**Source extract**
- - -

# Converting from Server Form Factor to a Workstation/Tower



## HalfEatenPie (Oct 8, 2014)

Howdy folks!

So just going to put this out there (might as well ask!).  I've had a supermicro Dual L5420 1U 1/2 depth server sitting in my room for a while now and I've finally decided to do something with it.  

I'm going to be moving it from the 1U server case to a desktop/tower ITX case.  Any issues I should look out for?

My motherboard is the Supermicro X7DCA-L. 

I mean my general idea was to grab the motherboard manual and make sure I plug the pins right to the case.  Only other issue I could think of is that this server currently has two passive heatsinks.  I'll probably have to get a few fans on those or just completely switch them out for a heatsink with fans... correct?  (I mean come on, this thing was designed to be in a well air-conditioned room and I'll be moving it to a... well...  definitely a bit hotter room).  

Tell me what you think!

Also totally unrelated, if anyone has 2x 8 GB Buffered (Registered) ECC DDR2 667/533 RAM or 4x 4 GB Buffered ECC DDR2 667/533 RAM (or just any RAM for this baby) that you're willing to part with, let me know!  I might be interested!


----------



## rmlhhd (Oct 8, 2014)

- - -

**Given entries**
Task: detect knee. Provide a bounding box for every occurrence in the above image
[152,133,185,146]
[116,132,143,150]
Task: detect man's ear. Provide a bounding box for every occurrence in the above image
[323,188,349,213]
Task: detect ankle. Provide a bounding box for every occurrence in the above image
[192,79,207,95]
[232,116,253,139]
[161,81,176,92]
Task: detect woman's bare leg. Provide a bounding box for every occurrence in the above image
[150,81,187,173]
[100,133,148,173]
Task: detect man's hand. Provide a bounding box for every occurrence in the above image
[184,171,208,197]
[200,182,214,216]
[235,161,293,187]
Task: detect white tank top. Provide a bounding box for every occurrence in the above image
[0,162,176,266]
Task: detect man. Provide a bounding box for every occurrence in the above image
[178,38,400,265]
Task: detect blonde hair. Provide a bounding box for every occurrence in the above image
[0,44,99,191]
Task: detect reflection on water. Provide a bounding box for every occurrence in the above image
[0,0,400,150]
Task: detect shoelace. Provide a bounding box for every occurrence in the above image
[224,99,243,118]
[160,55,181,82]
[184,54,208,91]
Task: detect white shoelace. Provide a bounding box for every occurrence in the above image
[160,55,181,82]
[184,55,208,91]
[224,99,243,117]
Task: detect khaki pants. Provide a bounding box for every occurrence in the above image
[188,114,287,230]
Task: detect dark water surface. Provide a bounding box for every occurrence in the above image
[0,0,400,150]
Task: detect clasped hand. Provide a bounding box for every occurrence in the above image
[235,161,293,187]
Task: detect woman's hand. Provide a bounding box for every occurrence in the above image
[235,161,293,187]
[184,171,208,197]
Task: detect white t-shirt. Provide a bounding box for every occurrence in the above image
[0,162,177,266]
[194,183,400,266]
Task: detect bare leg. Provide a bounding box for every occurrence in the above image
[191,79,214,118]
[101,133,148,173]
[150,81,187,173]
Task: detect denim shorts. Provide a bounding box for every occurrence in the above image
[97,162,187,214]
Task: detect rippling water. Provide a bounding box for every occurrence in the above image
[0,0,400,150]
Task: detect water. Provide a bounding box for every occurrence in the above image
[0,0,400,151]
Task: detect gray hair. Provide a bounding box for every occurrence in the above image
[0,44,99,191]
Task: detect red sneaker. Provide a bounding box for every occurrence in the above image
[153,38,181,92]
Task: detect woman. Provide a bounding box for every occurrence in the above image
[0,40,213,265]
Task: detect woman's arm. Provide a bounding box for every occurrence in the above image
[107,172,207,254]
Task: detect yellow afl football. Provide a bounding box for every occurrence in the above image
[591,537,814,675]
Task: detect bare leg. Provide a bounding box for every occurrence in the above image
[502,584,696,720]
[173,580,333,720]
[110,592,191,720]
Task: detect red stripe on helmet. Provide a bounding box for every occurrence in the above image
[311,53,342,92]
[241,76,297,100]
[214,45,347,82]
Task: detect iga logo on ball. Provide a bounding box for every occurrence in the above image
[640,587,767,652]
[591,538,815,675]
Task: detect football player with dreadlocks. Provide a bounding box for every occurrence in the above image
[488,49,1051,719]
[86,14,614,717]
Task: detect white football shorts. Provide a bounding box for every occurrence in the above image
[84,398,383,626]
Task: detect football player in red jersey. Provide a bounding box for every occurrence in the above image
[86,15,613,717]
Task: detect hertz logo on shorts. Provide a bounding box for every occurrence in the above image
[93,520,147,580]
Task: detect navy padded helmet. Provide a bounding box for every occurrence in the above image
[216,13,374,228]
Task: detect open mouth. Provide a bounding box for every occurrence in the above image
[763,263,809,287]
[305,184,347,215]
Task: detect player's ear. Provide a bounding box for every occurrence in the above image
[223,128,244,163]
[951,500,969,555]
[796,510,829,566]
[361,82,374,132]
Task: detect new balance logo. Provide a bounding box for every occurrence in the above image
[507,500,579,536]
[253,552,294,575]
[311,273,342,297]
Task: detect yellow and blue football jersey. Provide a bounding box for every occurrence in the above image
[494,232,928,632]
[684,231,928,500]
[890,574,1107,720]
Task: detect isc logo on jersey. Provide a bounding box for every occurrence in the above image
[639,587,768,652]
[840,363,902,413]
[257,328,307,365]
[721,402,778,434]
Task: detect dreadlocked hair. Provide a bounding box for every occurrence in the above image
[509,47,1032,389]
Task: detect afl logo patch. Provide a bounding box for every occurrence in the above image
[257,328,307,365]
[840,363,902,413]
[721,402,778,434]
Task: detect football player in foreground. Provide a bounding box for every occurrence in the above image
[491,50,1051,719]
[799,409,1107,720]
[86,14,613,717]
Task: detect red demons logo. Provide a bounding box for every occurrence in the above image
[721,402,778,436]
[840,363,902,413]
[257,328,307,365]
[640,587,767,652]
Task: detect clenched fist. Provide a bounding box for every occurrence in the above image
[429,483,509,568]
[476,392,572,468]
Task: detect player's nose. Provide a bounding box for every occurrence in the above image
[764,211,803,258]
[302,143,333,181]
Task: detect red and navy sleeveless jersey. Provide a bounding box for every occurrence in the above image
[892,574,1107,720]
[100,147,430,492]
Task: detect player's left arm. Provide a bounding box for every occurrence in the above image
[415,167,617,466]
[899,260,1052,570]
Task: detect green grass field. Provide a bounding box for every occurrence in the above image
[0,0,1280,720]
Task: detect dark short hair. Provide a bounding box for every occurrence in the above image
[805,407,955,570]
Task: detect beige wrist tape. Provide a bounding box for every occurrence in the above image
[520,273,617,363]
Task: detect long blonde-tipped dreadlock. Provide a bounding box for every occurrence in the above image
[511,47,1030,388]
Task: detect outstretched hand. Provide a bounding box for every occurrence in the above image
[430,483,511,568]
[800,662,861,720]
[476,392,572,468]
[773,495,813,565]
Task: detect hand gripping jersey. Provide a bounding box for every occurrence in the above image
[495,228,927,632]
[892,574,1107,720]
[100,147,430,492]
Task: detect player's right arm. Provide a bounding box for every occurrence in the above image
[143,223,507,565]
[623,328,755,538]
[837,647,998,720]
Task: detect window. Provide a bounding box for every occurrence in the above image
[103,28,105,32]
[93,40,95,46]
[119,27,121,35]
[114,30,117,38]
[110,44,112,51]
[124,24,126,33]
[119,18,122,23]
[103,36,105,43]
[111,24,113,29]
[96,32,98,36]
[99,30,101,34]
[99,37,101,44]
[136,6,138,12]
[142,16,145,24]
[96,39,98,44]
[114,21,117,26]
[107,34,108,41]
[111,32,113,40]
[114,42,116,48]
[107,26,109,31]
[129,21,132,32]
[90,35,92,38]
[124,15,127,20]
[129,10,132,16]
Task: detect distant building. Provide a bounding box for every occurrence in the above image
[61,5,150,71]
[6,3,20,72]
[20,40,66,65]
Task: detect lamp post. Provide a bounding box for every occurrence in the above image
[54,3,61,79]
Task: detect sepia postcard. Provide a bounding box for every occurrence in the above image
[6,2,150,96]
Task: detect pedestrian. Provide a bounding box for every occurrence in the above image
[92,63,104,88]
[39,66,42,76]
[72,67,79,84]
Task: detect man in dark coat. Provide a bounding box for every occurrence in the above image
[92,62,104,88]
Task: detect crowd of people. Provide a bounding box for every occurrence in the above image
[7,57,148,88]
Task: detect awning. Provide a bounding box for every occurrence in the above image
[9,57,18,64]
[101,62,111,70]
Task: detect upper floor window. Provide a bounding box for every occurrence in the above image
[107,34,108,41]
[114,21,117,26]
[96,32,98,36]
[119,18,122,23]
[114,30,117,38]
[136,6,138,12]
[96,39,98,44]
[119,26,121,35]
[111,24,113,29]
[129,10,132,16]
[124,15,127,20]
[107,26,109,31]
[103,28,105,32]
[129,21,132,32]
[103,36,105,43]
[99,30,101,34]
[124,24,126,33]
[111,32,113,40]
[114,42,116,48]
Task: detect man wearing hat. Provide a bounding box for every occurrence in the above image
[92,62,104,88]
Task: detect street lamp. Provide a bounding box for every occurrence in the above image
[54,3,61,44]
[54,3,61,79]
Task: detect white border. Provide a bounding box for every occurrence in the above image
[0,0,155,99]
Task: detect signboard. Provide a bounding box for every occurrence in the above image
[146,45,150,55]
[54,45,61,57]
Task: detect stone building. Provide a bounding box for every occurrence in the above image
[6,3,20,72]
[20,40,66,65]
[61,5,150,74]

- - -

**What to work on**
a – Could you reproduce the forum thread on moving a server into a tower case in full, word for word?
b – In the records, take the line with "Task: detect player's nose." and every line after it through the line with "[520,273,617,363]". Give those lines again, with each request kept unchanged and every bounding-box coordinate multiplied by 1.65 and rounded to a whole number, with halves rounded up. Include nothing else.

**Solutions**
a –
# Converting from Server Form Factor to a Workstation/Tower



## HalfEatenPie (Oct 8, 2014)

Howdy folks!

So just going to put this out there (might as well ask!).  I've had a supermicro Dual L5420 1U 1/2 depth server sitting in my room for a while now and I've finally decided to do something with it.  

I'm going to be moving it from the 1U server case to a desktop/tower ITX case.  Any issues I should look out for?

My motherboard is the Supermicro X7DCA-L. 

I mean my general idea was to grab the motherboard manual and make sure I plug the pins right to the case.  Only other issue I could think of is that this server currently has two passive heatsinks.  I'll probably have to get a few fans on those or just completely switch them out for a heatsink with fans... correct?  (I mean come on, this thing was designed to be in a well air-conditioned room and I'll be moving it to a... well...  definitely a bit hotter room).  

Tell me what you think!

Also totally unrelated, if anyone has 2x 8 GB Buffered (Registered) ECC DDR2 667/533 RAM or 4x 4 GB Buffered ECC DDR2 667/533 RAM (or just any RAM for this baby) that you're willing to part with, let me know!  I might be interested!


----------



## rmlhhd (Oct 8, 2014)

b –
Task: detect player's nose. Provide a bounding box for every occurrence in the above image
[1261,348,1325,426]
[498,236,549,299]
Task: detect red and navy sleeveless jersey. Provide a bounding box for every occurrence in the above image
[1472,947,1827,1188]
[165,243,710,812]
Task: detect player's left arm. Provide a bounding box for every occurrence in the above image
[685,276,1018,769]
[1483,429,1736,941]
Task: detect green grass field. Provide a bounding box for every occurrence in the above image
[0,0,2112,1188]
Task: detect dark short hair. Provide a bounding box for every occurrence in the above image
[1328,672,1576,941]
Task: detect beige wrist tape. Provide a bounding box for every occurrence in the above image
[858,450,1018,599]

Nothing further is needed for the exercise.